_Work instruction_
I'd like every record given again exactly, please.

=====

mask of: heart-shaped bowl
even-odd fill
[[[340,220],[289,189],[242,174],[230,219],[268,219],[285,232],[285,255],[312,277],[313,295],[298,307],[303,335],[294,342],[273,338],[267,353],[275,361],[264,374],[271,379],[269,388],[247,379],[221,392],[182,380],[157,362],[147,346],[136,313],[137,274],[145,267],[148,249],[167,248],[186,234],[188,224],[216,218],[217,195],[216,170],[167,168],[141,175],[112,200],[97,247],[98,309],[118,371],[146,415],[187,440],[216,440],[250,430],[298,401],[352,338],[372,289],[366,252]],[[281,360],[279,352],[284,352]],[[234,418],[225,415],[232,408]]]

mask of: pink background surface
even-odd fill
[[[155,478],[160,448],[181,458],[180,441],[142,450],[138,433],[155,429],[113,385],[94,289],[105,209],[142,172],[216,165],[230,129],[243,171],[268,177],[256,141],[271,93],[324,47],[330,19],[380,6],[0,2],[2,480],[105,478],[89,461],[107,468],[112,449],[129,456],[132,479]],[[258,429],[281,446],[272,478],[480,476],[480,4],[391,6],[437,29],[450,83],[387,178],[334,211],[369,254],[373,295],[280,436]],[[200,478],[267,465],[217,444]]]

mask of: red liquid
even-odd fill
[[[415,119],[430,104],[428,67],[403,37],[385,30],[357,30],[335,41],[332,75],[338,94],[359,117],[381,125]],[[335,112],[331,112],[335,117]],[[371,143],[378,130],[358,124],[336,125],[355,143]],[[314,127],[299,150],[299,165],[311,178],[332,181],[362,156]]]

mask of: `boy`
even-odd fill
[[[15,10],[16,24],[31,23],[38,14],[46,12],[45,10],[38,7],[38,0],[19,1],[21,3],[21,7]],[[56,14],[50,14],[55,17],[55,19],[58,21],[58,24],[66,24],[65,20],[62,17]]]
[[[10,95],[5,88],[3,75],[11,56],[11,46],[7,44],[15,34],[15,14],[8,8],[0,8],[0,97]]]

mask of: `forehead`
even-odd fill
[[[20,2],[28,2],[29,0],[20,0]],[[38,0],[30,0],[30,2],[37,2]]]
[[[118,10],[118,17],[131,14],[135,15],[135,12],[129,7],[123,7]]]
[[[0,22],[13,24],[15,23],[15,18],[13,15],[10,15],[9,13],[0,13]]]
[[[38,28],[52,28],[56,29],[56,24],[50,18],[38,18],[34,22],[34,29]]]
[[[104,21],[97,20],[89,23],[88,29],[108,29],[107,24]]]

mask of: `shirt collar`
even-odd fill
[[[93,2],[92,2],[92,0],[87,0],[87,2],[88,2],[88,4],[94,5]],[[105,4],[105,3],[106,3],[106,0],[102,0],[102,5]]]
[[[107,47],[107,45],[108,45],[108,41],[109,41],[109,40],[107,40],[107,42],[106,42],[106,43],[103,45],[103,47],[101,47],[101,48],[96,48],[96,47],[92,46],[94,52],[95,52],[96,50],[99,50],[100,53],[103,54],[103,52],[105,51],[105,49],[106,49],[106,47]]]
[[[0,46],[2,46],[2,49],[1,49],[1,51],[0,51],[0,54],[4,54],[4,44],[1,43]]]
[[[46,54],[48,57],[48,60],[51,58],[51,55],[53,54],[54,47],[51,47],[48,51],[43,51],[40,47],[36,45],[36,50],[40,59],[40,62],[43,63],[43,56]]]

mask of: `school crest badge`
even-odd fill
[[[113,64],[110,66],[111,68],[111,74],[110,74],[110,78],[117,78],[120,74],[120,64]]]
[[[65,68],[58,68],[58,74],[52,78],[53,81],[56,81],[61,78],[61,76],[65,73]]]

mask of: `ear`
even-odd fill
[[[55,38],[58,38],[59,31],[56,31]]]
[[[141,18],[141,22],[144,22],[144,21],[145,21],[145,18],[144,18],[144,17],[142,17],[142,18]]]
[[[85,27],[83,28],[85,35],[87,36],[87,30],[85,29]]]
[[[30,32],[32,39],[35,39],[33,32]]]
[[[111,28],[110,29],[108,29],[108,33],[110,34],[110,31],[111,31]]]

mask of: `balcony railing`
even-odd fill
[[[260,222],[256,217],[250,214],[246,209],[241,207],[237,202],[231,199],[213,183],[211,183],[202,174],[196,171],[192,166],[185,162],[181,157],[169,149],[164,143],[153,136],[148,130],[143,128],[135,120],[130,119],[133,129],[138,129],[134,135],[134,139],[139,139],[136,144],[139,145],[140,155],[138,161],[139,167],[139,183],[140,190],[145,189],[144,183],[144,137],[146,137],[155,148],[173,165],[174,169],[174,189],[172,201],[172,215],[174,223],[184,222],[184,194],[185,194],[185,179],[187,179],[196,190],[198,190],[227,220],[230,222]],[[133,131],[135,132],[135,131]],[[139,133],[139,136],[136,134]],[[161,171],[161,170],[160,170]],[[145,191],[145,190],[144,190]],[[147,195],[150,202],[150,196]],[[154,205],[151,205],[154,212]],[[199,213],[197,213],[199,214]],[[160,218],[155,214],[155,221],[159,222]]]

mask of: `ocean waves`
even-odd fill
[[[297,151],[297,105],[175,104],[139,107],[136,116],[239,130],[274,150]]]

=====

_Answer box_
mask of: heart-shaped bowl
even-odd fill
[[[340,220],[289,189],[242,174],[230,219],[268,219],[285,232],[285,255],[312,277],[313,295],[298,307],[303,335],[294,342],[273,338],[267,353],[275,361],[264,374],[271,379],[269,388],[247,379],[221,392],[182,380],[157,362],[147,346],[136,313],[137,274],[145,267],[148,249],[167,248],[186,234],[188,224],[216,218],[217,195],[216,170],[167,168],[141,175],[112,200],[97,247],[98,309],[118,371],[146,415],[187,440],[216,440],[250,430],[298,401],[352,338],[372,289],[366,252]],[[281,360],[279,352],[284,352]],[[234,418],[225,415],[232,408]]]

mask of: pink background surface
even-odd fill
[[[155,478],[160,448],[181,458],[180,441],[142,450],[138,433],[155,429],[113,385],[94,289],[105,209],[142,172],[216,165],[230,129],[243,171],[268,177],[256,141],[271,93],[324,47],[330,19],[380,6],[0,2],[2,480],[105,478],[89,461],[107,468],[112,449],[129,456],[132,479]],[[258,429],[281,446],[272,478],[480,476],[480,4],[391,6],[437,29],[450,83],[387,178],[334,211],[369,254],[373,295],[280,436]],[[200,478],[267,465],[217,444]]]

mask of: red liquid
even-odd fill
[[[415,119],[430,104],[428,67],[403,37],[385,30],[357,30],[335,41],[332,75],[338,94],[359,117],[381,125]],[[335,112],[331,112],[335,117]],[[371,143],[378,130],[358,124],[336,125],[355,143]],[[314,127],[299,150],[299,165],[311,178],[332,181],[362,156]]]

mask of: `boy`
even-odd fill
[[[15,10],[16,24],[31,23],[38,14],[46,12],[45,10],[38,7],[38,0],[19,1],[21,3],[21,7]],[[56,14],[50,14],[55,17],[55,19],[58,21],[58,24],[66,24],[65,20],[62,17]]]
[[[10,95],[5,88],[3,75],[11,56],[11,46],[7,44],[15,34],[15,14],[8,8],[0,8],[0,97]]]

mask of: `forehead`
even-odd fill
[[[20,2],[28,2],[29,0],[20,0]],[[38,0],[30,0],[30,2],[37,2]]]
[[[118,10],[118,17],[131,14],[135,15],[135,12],[129,7],[123,7]]]
[[[0,22],[13,24],[15,23],[15,18],[13,15],[10,15],[9,13],[0,13]]]
[[[38,28],[52,28],[56,29],[56,24],[50,18],[38,18],[34,22],[34,29]]]
[[[104,21],[97,20],[89,23],[88,29],[108,29],[107,24]]]

mask of: `shirt collar`
even-odd fill
[[[93,2],[92,2],[92,0],[87,0],[87,2],[88,2],[88,4],[94,5]],[[105,4],[105,3],[106,3],[106,0],[102,0],[102,5]]]
[[[107,47],[107,45],[108,45],[108,41],[109,41],[109,40],[107,40],[107,42],[106,42],[106,43],[103,45],[103,47],[101,47],[101,48],[96,48],[96,47],[92,46],[94,52],[95,52],[96,50],[99,50],[100,53],[103,54],[103,52],[105,51],[105,49],[106,49],[106,47]]]
[[[0,46],[2,46],[2,49],[1,49],[1,51],[0,51],[0,54],[4,54],[4,44],[1,43]]]
[[[46,54],[48,57],[48,60],[51,58],[51,55],[53,54],[54,47],[51,47],[48,51],[43,51],[40,47],[36,45],[36,50],[40,59],[40,62],[43,63],[43,56]]]

mask of: `school crest badge`
even-odd fill
[[[113,64],[110,66],[111,68],[111,74],[110,74],[110,78],[117,78],[120,74],[120,64]]]
[[[65,68],[58,68],[58,74],[52,78],[53,81],[56,81],[61,78],[61,76],[65,73]]]

mask of: `ear`
even-odd fill
[[[55,38],[58,38],[59,31],[56,31]]]
[[[141,18],[141,22],[144,22],[144,21],[145,21],[145,18],[144,18],[144,17],[142,17],[142,18]]]
[[[85,27],[83,28],[85,35],[87,36],[87,30],[85,29]]]
[[[30,32],[32,39],[35,39],[33,32]]]
[[[111,28],[110,29],[108,29],[108,33],[110,34],[110,31],[111,31]]]

mask of: `balcony railing`
even-odd fill
[[[260,222],[256,217],[250,214],[246,209],[241,207],[237,202],[231,199],[213,183],[211,183],[202,174],[196,171],[192,166],[185,162],[181,157],[169,149],[164,143],[153,136],[148,130],[143,128],[135,120],[130,119],[133,129],[138,129],[134,135],[134,139],[139,139],[136,144],[139,145],[140,155],[138,161],[139,167],[139,183],[140,190],[145,189],[144,183],[144,137],[146,137],[155,148],[173,165],[174,169],[174,189],[172,201],[172,215],[174,223],[184,222],[184,194],[185,194],[185,179],[187,179],[196,190],[198,190],[227,220],[230,222]],[[133,131],[135,132],[135,131]],[[139,133],[139,136],[136,134]],[[161,171],[161,170],[160,170]],[[145,191],[145,190],[144,190]],[[147,195],[150,202],[150,196]],[[154,205],[151,205],[154,212]],[[199,213],[197,213],[199,214]],[[160,218],[155,214],[155,221],[159,222]]]

mask of: `ocean waves`
even-odd fill
[[[297,151],[297,105],[175,104],[139,107],[136,116],[239,130],[274,150]]]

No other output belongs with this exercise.